(Page extract Opens)

Like Japan, South Korea, and fellow, more-developed Asian economies, Singapore has a baby shortage. The birth rate is low, with the government reporting in September that the total fertility rate was 1.29 last year. That’s well below the replacement level of 2.1. While the government has tried to encourage Singaporeans to have larger families, the country for now relies largely on immigration for its population growth.
But Singapore has another problem: A country with a population of 5.4 million has 1.1 million foreign workers—and many Singaporeans aren’t happy about having so many foreigners in their midst. In February, thousands gathered in a downtown park to protest a government proposal that would allow more foreigners to work in the city-state.
Opposition to immigration is putting pressure on the government, which has been tightening its policy on foreign workers for several years. In September, the government announced its latest move, a new policy to encourage white-collar employers to look first to hire locals. Now, a week after hundreds of foreign workers rioted in the worst unrest in decades, the government is sticking with a plan to make it more difficult for foreigners to work in Singapore, Acting Manpower Minister Tan Chuan-Jin told Bloomberg Television today. “We are continuing to tighten our manpower policies,” he said in an interview, “because we do want to move to a leaner approach.”
The worry about immigration might puzzle an outsider because very few people in Singapore can’t find work. Indeed, the city-state has one of the world’s tightest job markets. The unemployment rate for Singapore citizens was just 2.8 percent in the three months that ended in September, the government announced on Friday. The overall unemployment rate in the quarter was just 1.8 percent, and the city-state added 33,100 jobs, better than the government’s earlier estimate of 28,100.
Also, more jobs are available. According to the Manpower Ministry, job vacancies increased 5.9 percent in the quarter, with the seasonally adjusted ratio of job vacancies to jobless people at its highest level since 2007, the year before the Lehman Brothers bankruptcy and the onset of the global financial crisis, the Straits Times reported on Saturday.

(Page extract Closes)

◆ Exercise tasks
(1) List every percentage figure given in the article on Singapore's immigration and job market.
(2) Translate this sentence from the article on Singapore's immigration and job market into Spanish: "Indeed, the city-state has one of the world’s tightest job markets."
(3) Continue the article on Singapore's immigration and job market with the next paragraph, starting after its final sentence.

(Given entries Opens)

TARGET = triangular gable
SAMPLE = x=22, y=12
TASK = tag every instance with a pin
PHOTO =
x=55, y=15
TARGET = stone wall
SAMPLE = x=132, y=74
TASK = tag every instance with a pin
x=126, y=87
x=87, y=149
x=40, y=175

(Given entries Closes)
(Given entries Opens)

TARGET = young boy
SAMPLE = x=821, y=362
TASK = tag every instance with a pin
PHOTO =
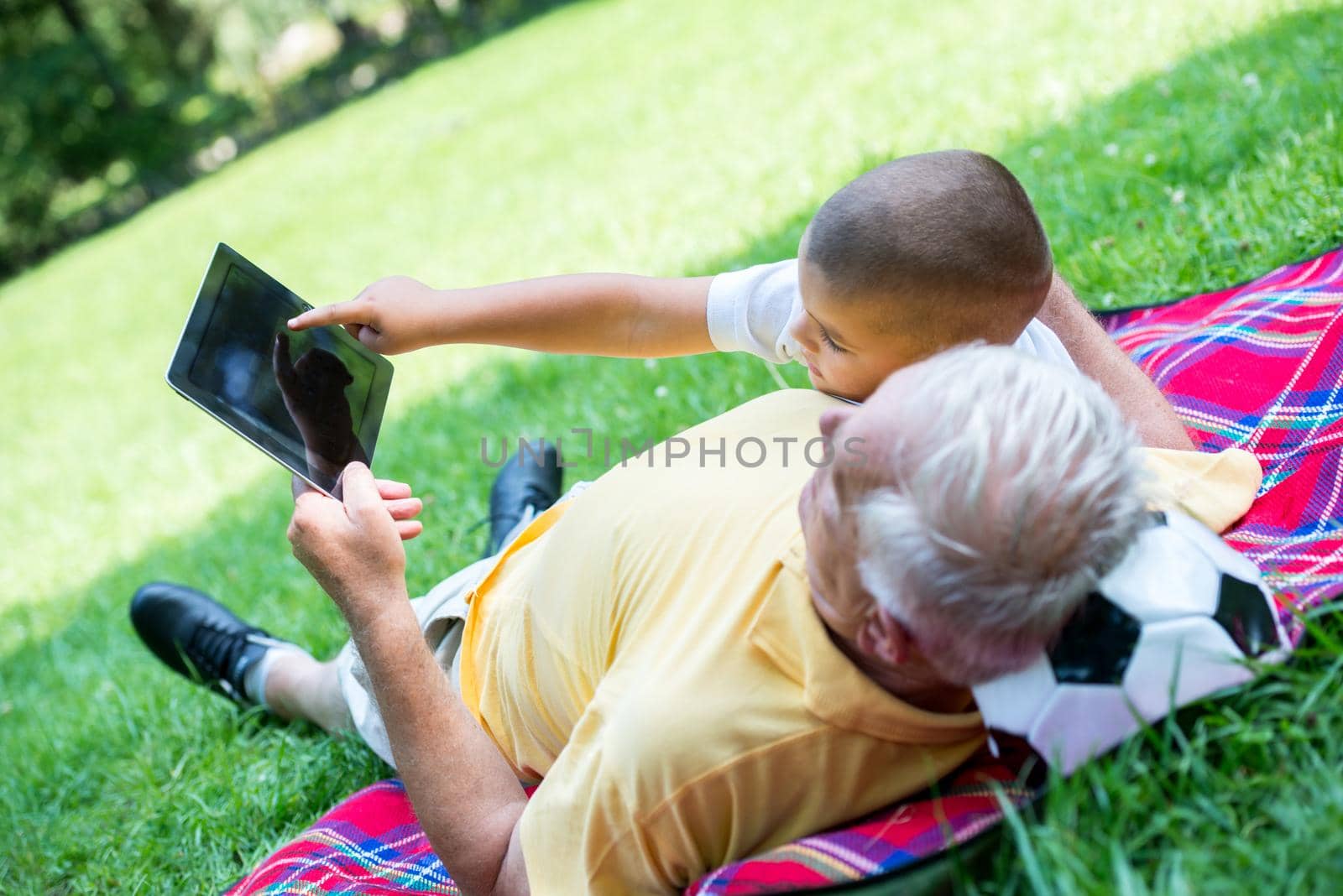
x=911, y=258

(Given entries Closes)
(Given entries Opens)

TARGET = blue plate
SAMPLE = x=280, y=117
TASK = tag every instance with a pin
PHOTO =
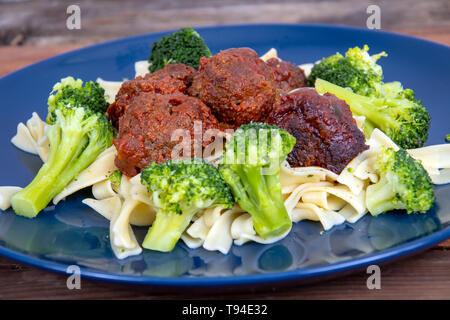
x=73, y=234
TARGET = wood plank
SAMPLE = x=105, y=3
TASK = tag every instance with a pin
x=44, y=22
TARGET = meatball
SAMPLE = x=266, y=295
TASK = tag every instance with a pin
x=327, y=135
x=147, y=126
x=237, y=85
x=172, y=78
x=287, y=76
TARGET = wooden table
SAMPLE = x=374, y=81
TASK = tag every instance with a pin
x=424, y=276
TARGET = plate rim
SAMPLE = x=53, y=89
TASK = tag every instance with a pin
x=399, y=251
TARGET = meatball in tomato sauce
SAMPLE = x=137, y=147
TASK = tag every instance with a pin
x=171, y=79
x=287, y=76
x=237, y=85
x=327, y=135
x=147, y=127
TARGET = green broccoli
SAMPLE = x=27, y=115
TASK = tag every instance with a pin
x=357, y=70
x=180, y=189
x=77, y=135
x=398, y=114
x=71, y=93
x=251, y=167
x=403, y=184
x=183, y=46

(Given entries Closes)

◆ Exercise results
(1)
2.8 percent
1.8 percent
5.9 percent

(2) De hecho, la ciudad-estado tiene uno de los mercados laborales más ajustados del mundo.

(3)
Still, many local residents are anxiously following the wild ups and downs of the Singapore economy since the global financial crisis began. Growth plunged in the first quarter of 2009, contracting almost 9 percent, and then soared the following year, with growth just shy of 20 percent. More recently, though, came a stagnant quarter in 2012 and another this year.
The short-term picture is improving. The economy will grow from 3.5 percent to 4 percent this year, according to the Monetary Authority of Singapore. And growth will be 3.8 percent next year and 4.2 percent in 2015, Goldman Sachs said in a forecast published on Dec. 11. Tomorrow, Singapore will announce its foreign trade numbers for November, and Moody’s Analytics expects a 7 percent increase, thanks largely to a recovery in global tech demand that has already helped other electronics-heavy exporters such as Taiwan. “Steadily improving prospects in the U.S. and stability in the euro zone are encouraging firms to invest,” Moody’s economists write in a report published today. “A cyclical recovery in pharmaceutical exports likely gave Singapore’s exports a further boost in November.”
More economic growth may make the job market even tighter—and add to demand for more workers from outside the country.